_Fuente_
►

LIONEL Wilfred McKenzie (1919-2010), prestigioso profesor de Economía de la Universidad de Rochester, escribió en la década de los 80 varios artículos sobre la teoría del turnpike. Y como el talento ha de ir acompañado de honestidad (aunque, desafortunadamente, no siempre sea así), no dudó en otorgar la mayor parte del crédito a John von Neumann y Paul Samuelson.
La terminología puede resultar engañosa. Estos eminentes científicos, prolíficos y polifacéticos, como John von Neumann (1903-1957), quien realizó contribuciones fundamentales en Física Cuántica, Ciencias de la Computación, Teoría de Juegos y Riesgo y Cibernética, entre otros campos; o Paul Samuelson (1915-2009), premio Nobel de Economía en 1970; no se interesaban por el transporte terrestre sino por el equilibrio económico.
Mckenzie estableció la analogía entre las teorías del desarrollo económico óptimo sostenible y el transporte del siguiente modo:
“…Es como una carretera de peaje paralela a una red de carreteras secundarias. Hay una ruta más rápida entre dos puntos y, si el origen y el destino están muy cerca, lejos de la autopista de peaje, la mejor ruta no emplea la autopista. Pero si el origen y el destino están lo suficientemente lejos, siempre compensa llegar a la autopista de peaje y circular a la mayor velocidad permitida, incluso añadiendo algunos kilómetros en cada extremo del trayecto”.

◄

_Tarea 1_
Enumera todas las líneas del listado que contengan la palabra "dark", teniendo en cuenta mayúsculas y minúsculas.

_Datos de entrada_
►

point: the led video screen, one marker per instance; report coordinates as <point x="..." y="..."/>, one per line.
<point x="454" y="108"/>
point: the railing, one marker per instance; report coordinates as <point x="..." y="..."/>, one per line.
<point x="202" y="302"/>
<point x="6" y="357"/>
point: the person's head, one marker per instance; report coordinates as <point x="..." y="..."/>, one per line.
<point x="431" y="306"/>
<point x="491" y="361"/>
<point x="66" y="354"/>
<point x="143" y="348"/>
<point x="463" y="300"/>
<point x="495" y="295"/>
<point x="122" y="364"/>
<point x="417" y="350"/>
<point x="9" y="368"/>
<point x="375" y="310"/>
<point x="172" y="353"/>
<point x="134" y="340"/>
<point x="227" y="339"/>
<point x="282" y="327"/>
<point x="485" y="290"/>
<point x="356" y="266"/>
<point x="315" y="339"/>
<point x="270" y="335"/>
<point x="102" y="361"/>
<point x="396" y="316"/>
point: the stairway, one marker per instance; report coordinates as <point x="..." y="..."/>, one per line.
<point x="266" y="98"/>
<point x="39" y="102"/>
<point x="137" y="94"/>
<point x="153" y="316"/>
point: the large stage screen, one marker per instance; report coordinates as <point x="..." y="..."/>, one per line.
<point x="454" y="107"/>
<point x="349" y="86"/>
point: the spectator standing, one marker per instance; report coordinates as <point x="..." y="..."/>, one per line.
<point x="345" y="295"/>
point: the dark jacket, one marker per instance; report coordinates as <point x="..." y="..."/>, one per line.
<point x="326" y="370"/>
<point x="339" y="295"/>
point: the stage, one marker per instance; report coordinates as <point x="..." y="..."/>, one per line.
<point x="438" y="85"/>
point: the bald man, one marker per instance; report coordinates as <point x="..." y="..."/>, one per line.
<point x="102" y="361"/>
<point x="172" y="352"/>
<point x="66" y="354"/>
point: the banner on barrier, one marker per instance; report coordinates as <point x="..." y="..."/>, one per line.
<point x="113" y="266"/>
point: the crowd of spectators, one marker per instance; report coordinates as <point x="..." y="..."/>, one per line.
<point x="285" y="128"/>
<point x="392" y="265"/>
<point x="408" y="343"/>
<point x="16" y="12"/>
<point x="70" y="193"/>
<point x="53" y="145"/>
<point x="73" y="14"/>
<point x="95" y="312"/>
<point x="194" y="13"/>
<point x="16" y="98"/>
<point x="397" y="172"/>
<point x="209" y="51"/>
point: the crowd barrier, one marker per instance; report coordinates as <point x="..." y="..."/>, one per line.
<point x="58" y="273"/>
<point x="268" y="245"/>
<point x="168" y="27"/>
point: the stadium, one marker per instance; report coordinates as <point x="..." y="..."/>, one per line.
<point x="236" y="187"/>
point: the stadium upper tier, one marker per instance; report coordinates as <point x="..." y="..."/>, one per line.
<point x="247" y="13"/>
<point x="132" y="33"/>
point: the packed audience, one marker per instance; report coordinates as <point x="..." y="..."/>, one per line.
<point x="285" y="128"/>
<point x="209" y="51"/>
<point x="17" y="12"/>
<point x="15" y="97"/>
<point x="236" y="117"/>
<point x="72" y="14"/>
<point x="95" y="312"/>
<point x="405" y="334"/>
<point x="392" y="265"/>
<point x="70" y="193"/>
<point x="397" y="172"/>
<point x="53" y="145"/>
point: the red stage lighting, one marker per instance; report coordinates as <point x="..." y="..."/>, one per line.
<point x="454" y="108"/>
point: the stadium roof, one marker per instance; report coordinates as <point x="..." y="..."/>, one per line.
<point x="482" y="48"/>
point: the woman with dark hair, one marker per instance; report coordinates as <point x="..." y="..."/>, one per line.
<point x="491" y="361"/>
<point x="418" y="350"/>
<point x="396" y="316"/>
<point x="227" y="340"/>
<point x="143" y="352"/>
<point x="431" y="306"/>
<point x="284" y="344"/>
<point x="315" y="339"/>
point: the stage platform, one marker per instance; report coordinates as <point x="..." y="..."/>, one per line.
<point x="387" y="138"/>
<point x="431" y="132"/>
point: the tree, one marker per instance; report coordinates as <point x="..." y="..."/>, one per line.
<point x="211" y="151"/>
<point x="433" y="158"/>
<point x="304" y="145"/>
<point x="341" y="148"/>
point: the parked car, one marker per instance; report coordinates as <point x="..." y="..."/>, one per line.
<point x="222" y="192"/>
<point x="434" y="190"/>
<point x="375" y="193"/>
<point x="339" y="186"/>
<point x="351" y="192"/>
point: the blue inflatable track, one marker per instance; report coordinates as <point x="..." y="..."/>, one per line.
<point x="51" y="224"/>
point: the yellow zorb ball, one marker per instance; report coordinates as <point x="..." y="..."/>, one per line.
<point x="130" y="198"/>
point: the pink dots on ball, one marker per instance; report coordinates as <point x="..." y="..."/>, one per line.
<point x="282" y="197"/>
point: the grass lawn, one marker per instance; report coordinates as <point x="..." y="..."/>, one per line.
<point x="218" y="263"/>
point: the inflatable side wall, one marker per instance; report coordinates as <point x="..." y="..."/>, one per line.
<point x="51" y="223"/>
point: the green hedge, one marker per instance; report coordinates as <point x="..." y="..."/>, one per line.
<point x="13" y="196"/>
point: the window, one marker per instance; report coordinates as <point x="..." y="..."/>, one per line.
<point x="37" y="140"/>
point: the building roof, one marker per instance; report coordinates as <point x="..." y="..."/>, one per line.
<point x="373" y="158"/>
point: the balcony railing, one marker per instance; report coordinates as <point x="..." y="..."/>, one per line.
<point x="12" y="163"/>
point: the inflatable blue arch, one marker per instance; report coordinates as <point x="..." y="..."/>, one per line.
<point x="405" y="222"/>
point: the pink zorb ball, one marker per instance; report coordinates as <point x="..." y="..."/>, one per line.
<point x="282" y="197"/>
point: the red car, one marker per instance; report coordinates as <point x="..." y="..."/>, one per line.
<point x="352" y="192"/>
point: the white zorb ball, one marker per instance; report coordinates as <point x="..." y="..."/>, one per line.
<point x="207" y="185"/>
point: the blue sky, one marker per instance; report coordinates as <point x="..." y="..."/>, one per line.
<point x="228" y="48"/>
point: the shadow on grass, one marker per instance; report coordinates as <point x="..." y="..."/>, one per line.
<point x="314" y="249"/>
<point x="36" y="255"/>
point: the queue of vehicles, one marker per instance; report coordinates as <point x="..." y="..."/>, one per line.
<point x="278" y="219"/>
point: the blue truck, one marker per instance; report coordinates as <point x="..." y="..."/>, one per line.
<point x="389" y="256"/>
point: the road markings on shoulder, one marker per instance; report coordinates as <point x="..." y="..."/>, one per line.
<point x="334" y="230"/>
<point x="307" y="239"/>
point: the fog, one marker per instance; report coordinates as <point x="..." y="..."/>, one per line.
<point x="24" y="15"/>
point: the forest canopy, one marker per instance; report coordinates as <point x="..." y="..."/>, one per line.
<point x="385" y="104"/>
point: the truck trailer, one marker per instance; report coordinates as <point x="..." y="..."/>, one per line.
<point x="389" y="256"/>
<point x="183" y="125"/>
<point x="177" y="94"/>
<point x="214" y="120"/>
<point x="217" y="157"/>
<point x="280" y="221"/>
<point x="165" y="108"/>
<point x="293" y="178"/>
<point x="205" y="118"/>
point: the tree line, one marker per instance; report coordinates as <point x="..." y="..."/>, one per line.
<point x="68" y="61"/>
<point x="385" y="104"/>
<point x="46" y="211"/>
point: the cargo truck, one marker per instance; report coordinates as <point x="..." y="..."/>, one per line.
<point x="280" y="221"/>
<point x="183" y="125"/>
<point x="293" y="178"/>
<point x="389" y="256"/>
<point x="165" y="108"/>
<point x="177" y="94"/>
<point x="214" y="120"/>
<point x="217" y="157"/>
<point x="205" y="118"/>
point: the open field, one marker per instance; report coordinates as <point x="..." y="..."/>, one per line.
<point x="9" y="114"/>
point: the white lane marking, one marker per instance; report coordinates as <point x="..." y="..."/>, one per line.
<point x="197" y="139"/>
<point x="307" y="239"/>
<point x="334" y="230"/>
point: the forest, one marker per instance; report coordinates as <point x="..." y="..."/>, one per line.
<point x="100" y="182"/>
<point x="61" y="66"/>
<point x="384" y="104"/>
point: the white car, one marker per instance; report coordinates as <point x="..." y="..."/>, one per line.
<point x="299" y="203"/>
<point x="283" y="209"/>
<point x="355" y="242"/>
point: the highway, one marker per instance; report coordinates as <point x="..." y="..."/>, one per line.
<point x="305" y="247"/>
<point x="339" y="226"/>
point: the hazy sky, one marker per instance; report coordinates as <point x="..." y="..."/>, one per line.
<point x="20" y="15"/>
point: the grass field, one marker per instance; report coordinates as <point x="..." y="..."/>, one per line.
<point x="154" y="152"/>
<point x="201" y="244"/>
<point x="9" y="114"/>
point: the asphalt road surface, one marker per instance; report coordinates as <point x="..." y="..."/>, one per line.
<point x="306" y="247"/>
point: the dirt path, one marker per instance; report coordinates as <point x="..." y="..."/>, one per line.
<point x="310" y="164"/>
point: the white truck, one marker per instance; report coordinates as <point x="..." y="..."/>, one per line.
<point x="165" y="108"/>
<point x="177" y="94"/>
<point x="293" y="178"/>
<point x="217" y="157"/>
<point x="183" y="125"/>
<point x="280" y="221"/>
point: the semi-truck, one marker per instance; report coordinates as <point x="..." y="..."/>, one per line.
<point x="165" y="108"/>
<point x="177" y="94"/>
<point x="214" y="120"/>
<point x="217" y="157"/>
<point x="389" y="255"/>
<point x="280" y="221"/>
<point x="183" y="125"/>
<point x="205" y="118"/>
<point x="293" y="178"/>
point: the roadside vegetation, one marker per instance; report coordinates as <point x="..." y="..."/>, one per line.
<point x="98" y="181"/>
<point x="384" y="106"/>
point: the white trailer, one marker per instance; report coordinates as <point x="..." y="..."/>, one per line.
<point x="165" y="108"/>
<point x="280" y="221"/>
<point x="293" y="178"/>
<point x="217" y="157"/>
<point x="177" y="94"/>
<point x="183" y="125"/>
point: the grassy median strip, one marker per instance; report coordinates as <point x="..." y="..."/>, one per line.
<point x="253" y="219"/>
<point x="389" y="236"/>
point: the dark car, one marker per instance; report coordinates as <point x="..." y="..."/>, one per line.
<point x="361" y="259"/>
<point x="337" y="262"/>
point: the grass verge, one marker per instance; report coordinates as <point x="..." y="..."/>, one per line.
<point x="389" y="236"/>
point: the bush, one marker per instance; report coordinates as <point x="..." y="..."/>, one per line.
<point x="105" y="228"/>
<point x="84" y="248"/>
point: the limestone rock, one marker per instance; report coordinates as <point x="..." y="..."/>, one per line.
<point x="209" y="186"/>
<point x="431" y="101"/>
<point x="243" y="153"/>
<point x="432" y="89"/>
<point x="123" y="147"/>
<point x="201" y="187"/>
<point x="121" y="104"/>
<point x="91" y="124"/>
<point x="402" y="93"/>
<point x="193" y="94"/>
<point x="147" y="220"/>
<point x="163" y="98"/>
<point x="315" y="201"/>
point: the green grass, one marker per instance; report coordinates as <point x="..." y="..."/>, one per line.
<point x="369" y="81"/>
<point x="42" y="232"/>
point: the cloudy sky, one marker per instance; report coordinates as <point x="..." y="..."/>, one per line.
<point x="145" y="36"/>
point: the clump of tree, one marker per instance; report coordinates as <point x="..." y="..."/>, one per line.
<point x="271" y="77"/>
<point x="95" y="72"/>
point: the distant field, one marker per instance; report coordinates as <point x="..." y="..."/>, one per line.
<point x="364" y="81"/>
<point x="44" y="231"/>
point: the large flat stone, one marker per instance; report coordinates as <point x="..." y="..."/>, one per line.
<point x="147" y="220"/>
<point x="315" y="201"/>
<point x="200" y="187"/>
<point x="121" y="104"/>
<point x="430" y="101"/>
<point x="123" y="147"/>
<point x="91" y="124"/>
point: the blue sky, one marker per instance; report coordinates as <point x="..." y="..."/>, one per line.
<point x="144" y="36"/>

◄

_Tarea 2_
Indica si cada una de estas afirmaciones coincide con el texto sobre la teoría del turnpike. Responde sí o no y cita las palabras del texto que lo deciden. (a) McKenzie atribuyó la mayor parte del crédito a John von Neumann y Paul Samuelson. (b) Paul Samuelson recibió el premio Nobel de Economía en 1980. (c) En la analogía de McKenzie, si el origen y el destino están muy cerca, la mejor ruta emplea la autopista.

_Respuesta desarrollada 1_
point: the dark jacket, one marker per instance; report coordinates as <point x="..." y="..."/>, one per line.
point: the woman with dark hair, one marker per instance; report coordinates as <point x="..." y="..."/>, one per line.
point: the dark car, one marker per instance; report coordinates as <point x="..." y="..."/>, one per line.

_Respuesta desarrollada 2_
(a) Sí: «no dudó en otorgar la mayor parte del crédito a John von Neumann y Paul Samuelson».
(b) No: «premio Nobel de Economía en 1970».
(c) No: «si el origen y el destino están muy cerca, lejos de la autopista de peaje, la mejor ruta no emplea la autopista».